EXERCISE AIM: Reproduce every line of the records below, swapping "pixel coordinates" for "point coordinates" and leaving everything else unchanged.

Position identification records
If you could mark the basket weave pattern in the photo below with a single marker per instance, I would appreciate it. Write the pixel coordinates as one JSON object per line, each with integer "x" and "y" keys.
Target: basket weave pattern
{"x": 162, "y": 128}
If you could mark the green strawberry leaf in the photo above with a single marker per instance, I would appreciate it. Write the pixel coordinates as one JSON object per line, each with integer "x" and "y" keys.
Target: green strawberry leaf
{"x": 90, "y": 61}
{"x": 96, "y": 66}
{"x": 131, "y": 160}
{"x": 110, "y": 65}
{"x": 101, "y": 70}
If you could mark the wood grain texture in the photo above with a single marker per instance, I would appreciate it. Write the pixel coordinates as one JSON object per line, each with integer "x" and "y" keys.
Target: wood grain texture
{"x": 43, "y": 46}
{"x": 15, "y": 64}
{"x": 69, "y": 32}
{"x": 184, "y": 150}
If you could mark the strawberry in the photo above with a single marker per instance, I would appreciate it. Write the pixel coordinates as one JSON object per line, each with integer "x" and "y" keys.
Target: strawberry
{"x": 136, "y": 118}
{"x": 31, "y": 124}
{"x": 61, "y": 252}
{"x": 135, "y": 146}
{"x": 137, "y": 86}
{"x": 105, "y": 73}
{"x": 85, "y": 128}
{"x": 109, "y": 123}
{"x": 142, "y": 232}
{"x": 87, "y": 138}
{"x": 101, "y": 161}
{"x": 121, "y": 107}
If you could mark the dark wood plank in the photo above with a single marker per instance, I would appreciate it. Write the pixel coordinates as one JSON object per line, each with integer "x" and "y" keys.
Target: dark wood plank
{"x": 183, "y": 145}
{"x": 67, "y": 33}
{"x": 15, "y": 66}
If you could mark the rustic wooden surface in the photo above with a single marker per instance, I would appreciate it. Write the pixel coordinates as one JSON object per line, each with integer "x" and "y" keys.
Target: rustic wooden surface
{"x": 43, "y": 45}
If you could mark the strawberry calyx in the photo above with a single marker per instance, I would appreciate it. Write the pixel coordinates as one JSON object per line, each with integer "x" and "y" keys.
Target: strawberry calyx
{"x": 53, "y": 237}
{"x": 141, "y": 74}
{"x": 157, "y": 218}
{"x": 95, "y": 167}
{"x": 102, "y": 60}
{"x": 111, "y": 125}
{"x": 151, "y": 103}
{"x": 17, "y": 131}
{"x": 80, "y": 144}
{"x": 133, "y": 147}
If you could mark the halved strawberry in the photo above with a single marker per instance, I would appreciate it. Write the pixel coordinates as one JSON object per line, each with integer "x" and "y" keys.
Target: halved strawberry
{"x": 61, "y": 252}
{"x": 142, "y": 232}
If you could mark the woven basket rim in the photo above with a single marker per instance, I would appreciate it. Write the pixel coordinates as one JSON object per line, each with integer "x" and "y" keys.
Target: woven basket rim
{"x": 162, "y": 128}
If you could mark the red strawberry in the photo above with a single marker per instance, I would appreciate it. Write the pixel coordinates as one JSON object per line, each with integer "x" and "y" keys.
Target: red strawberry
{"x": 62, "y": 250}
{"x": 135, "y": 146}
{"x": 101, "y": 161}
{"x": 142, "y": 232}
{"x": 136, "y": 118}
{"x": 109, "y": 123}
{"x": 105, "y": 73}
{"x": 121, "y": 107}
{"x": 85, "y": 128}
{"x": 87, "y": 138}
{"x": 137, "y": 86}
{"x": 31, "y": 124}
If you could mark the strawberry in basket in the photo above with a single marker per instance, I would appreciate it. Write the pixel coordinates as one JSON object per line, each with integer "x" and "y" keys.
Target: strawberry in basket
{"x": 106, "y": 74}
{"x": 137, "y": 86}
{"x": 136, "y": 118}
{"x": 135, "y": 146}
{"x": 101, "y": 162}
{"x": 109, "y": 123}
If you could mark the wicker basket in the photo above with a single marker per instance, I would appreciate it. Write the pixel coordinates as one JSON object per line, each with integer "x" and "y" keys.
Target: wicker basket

WRITTEN RESPONSE:
If you could mark the basket weave pattern in the photo below with a single marker per instance, I would appreciate it. Write the point coordinates as one JSON object per line, each with integer "x" and "y" keys.
Target: basket weave pattern
{"x": 162, "y": 128}
If you could mark the green strawberry leaf in the photo above with a single marker per instance, I would appreciate it. Write the point coordinates as one JSON object per line, each with integer "x" and "y" keys.
Target: green strawberry leaf
{"x": 90, "y": 61}
{"x": 96, "y": 66}
{"x": 131, "y": 160}
{"x": 110, "y": 65}
{"x": 101, "y": 70}
If you could mark the wood grain texture in the photo above with a single marker per instance, I would appreciate it. Write the point coordinates as one JSON object per line, each with integer "x" and "y" keys.
Target: wood grain texture
{"x": 43, "y": 46}
{"x": 15, "y": 64}
{"x": 69, "y": 32}
{"x": 184, "y": 150}
If you could mark the strawberry in the photo above with a single marker per instance, I would appreciate it. Write the point coordinates as one JSON object per line, each with integer "x" and "y" keys.
Target: strawberry
{"x": 136, "y": 118}
{"x": 31, "y": 124}
{"x": 61, "y": 252}
{"x": 135, "y": 146}
{"x": 137, "y": 86}
{"x": 105, "y": 73}
{"x": 85, "y": 128}
{"x": 109, "y": 123}
{"x": 142, "y": 232}
{"x": 87, "y": 138}
{"x": 101, "y": 161}
{"x": 121, "y": 107}
If you could mark the dark wood plank in the photo above with a single marker per instance, I would appreciate it. Write the point coordinates as one JSON object per line, each with integer "x" and "y" keys.
Target: dark wood plank
{"x": 183, "y": 145}
{"x": 67, "y": 33}
{"x": 15, "y": 66}
If you could mark the rustic wooden surface in the photo above with a single marker per instance, I would appreciate it. Write the point coordinates as one JSON object per line, each with integer "x" and "y" keys.
Target: rustic wooden surface
{"x": 43, "y": 45}
If you could mark the strawberry calyx in the photo above with a single marker per instance, I would appreciate it. Write the point coordinates as one JSON object per line, each with integer "x" and "y" keys.
Target: strawberry calyx
{"x": 53, "y": 237}
{"x": 141, "y": 74}
{"x": 157, "y": 218}
{"x": 95, "y": 167}
{"x": 102, "y": 60}
{"x": 111, "y": 125}
{"x": 151, "y": 103}
{"x": 17, "y": 131}
{"x": 80, "y": 144}
{"x": 133, "y": 147}
If you could mark the halved strawberry in the photo above with a single marker per instance, I would appreciate it. Write the point coordinates as one JSON object per line, each with integer "x" and "y" keys.
Target: halved strawberry
{"x": 61, "y": 252}
{"x": 142, "y": 232}
If you could mark the woven basket rim in the photo above with a single marker per instance, I would appreciate it. Write the point coordinates as one JSON object per line, each with integer "x" and "y" keys.
Target: woven basket rim
{"x": 162, "y": 128}
If you could mark the red strawberry in the photo above with a single marker per instance, I would appreciate it. Write the point coordinates as one JSON object per line, each with integer "x" and "y" keys.
Target: red strawberry
{"x": 62, "y": 250}
{"x": 135, "y": 146}
{"x": 101, "y": 161}
{"x": 142, "y": 232}
{"x": 136, "y": 118}
{"x": 109, "y": 123}
{"x": 105, "y": 73}
{"x": 121, "y": 107}
{"x": 85, "y": 128}
{"x": 87, "y": 138}
{"x": 137, "y": 86}
{"x": 31, "y": 124}
If you could mark the strawberry in basket in the photo above with a single marker per instance, I would appreciate it. Write the point coordinates as one JSON object per line, each with integer "x" and "y" keys.
Target: strawberry in basket
{"x": 106, "y": 74}
{"x": 137, "y": 86}
{"x": 136, "y": 118}
{"x": 135, "y": 146}
{"x": 101, "y": 162}
{"x": 109, "y": 123}
If you could mark the wicker basket in the photo above with a single marker per instance, I would appreciate it. Write the point coordinates as one JSON object per line, each with integer "x" and "y" keys.
Target: wicker basket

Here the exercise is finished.